Saved entries

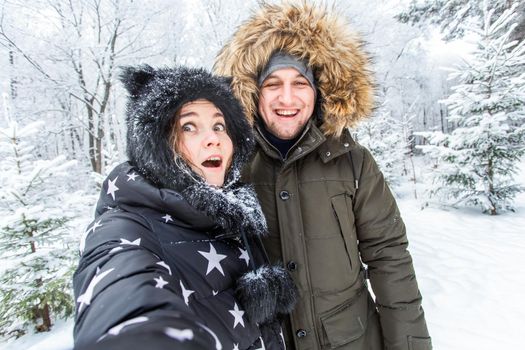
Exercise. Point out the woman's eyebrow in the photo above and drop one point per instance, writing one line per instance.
(188, 114)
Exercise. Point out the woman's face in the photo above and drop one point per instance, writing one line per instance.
(203, 140)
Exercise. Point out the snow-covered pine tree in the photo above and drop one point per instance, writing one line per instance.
(38, 255)
(384, 137)
(478, 160)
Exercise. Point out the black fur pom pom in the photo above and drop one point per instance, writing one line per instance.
(266, 293)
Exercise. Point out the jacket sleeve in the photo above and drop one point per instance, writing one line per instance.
(383, 245)
(126, 296)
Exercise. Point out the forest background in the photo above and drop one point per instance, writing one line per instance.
(450, 99)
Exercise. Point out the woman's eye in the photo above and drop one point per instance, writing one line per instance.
(270, 85)
(188, 127)
(220, 127)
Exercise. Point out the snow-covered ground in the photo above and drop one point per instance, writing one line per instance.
(470, 269)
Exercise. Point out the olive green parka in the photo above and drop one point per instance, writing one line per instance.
(328, 207)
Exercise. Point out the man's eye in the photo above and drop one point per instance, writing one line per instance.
(188, 127)
(302, 83)
(270, 85)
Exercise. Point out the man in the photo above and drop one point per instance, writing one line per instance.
(303, 80)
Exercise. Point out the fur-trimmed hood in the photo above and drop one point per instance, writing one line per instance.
(315, 34)
(154, 97)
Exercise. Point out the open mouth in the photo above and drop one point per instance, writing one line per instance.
(286, 112)
(212, 162)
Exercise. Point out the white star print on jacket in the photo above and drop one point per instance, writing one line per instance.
(214, 260)
(168, 276)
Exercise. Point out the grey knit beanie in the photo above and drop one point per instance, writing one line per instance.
(281, 60)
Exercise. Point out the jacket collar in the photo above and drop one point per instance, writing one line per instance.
(312, 139)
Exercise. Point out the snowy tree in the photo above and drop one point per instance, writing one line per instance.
(385, 138)
(64, 57)
(37, 252)
(478, 160)
(451, 15)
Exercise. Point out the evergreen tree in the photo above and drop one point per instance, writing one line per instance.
(477, 162)
(384, 137)
(37, 253)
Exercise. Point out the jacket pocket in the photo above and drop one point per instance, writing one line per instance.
(348, 321)
(342, 206)
(419, 343)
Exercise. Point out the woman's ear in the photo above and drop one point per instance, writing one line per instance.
(135, 78)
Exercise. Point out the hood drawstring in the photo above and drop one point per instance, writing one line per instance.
(247, 246)
(356, 180)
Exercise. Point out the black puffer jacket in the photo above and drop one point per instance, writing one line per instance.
(170, 262)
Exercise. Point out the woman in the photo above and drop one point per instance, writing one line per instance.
(173, 258)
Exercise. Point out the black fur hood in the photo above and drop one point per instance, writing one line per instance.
(154, 97)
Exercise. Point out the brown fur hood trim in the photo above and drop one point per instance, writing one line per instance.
(319, 36)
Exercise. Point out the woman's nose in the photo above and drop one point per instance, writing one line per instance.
(211, 138)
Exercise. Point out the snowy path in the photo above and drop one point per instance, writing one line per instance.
(470, 269)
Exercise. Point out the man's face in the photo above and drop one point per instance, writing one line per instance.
(286, 103)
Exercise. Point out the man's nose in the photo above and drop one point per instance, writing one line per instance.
(286, 96)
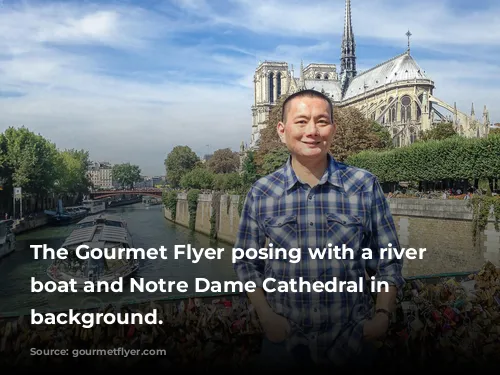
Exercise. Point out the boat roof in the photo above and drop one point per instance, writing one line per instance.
(99, 235)
(102, 217)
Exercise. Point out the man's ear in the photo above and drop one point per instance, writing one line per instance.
(280, 129)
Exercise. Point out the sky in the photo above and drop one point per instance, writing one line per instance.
(129, 80)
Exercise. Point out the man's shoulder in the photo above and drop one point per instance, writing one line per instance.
(355, 178)
(270, 184)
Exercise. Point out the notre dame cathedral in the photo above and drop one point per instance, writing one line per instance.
(397, 93)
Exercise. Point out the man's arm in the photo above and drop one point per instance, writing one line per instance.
(251, 235)
(383, 233)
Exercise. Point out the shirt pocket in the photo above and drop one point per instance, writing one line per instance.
(282, 231)
(348, 230)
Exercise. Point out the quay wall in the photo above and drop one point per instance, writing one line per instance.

What the task asks: Could you repeat all of the entries exactly, without any of the images?

The answer:
Exercise. Point out the woman's eyebrow in the photo above and drop one point per instance, writing one line per instance.
(188, 114)
Exercise. Point out the woman's face in the photo above and drop one point per instance, writing one line per instance.
(203, 140)
Exercise. Point out the snow-covered pine tree in the photo above and drop one point per instance, writing one line per instance.
(38, 255)
(384, 137)
(478, 160)
Exercise. Point out the black fur pom pom in the photo above and drop one point per instance, writing one line per instance.
(266, 293)
Exercise. Point out the jacket sleeve in the photo above and drop one point per instance, writing one line per instance.
(383, 245)
(126, 296)
Exercise. Point out the forest background in the photo above and drop one point per instance, writing one line per instance.
(450, 99)
Exercise. Point out the woman's eye in the photo above and drop one point per instance, writing one line per instance.
(270, 85)
(188, 127)
(220, 127)
Exercise. Point out the snow-covered ground in the photo above and drop one point per instance, writing one line per instance.
(470, 269)
Exercise. Point out the olive green parka in the photo above and drop one point per instance, writing one line per instance.
(328, 207)
Exercise. Point out the man's eye in the photo above and drop one point per instance, writing one line per instance.
(188, 127)
(302, 83)
(270, 85)
Exercise. Point out the man in the photo above and drop one point per instance, writing one line per instance.
(303, 80)
Exercise. Point out the fur-trimmed hood in the photo above and drop one point per instance, writing one line per instance.
(315, 34)
(154, 97)
Exercise. Point out the open mouth in the photo above and drop one point per instance, writing one line per instance.
(286, 112)
(212, 162)
Exercise. Point out the white star print on jacket in the photo above and drop one point per instance, writing one line per instance.
(214, 260)
(168, 276)
Exercise. Point out the grey knit beanie in the photo above and drop one point per instance, writing one line per instance.
(281, 60)
Exercise. Point out the jacket collar in the photo above and drop one point per instance, writing one line per instance.
(312, 139)
Exercise. Point out the snowy tree in the photo above and drop one point per instance, writing one line per instance.
(385, 138)
(64, 57)
(37, 252)
(478, 160)
(451, 15)
Exercise. Point out the evergreen tree in the photo above and drop one point per instance, writing one line per instance.
(477, 162)
(384, 137)
(37, 253)
Exercise. Point out the jacket pocket in the photo above and drop one point per instance, writing one line per instance.
(348, 321)
(342, 206)
(419, 343)
Exercise. Point out the woman's ear in the photo above and drop one point per instance, writing one line per instance.
(135, 78)
Exercise. Point out the hood drawstring in the photo above and drop one point per instance, writing one line per instance.
(247, 246)
(356, 180)
Exercise. Point out the black puffer jacket in the photo above and drop one point per instance, writing one line per instance.
(170, 262)
Exercise. Point out the woman in the photo above and drop one point per instance, writing one line per instance.
(173, 258)
Exercise. Point out the black fur hood in the photo above and drop one point per instance, writing one line per instance.
(154, 97)
Exercise. Point out the brown fur hood trim in the photo above and drop one point per instance, writing one line per instance.
(319, 36)
Exercise. Point out the woman's nose in the photo above and drop one point per instance, writing one line per instance.
(211, 138)
Exercise. Point out the snowy path in the photo above and drop one point per instance, writing one line per instance.
(470, 269)
Exercise. Point out the man's face in the photo above and drop one point per instance, writing one line per instance.
(286, 103)
Exercise. Point out the man's nose in the photo above and drop one point per instance, writing one line per instance.
(286, 96)
Exercise. Point out the boat roof in the photo above and drop one point per instance, writing one line per instance.
(99, 235)
(102, 217)
Exercise. Point out the man's ear in the photo above and drop one point per instance, writing one line per instance.
(280, 129)
Exercise. Point out the sky in the photo above and drop one point per instance, writing one line per instance.
(129, 80)
Exercise. Point out the man's shoulder in the photo above and drop one point per instance, writing one line per instance.
(355, 178)
(270, 184)
Exercise. Point out the notre dame cathedral in the photo above and drop one point per instance, writing one line per instance.
(397, 93)
Exercise. Point out the man's arm in the photo above and drop one point per instance, writing one line per instance.
(251, 235)
(383, 233)
Exercise. Point out the shirt pocket in the photo above and drop one point per instance, writing one line per instance.
(282, 231)
(348, 230)
Exercise. Point out the quay wall in the photo above and drop one point per instance, writing one line per instance.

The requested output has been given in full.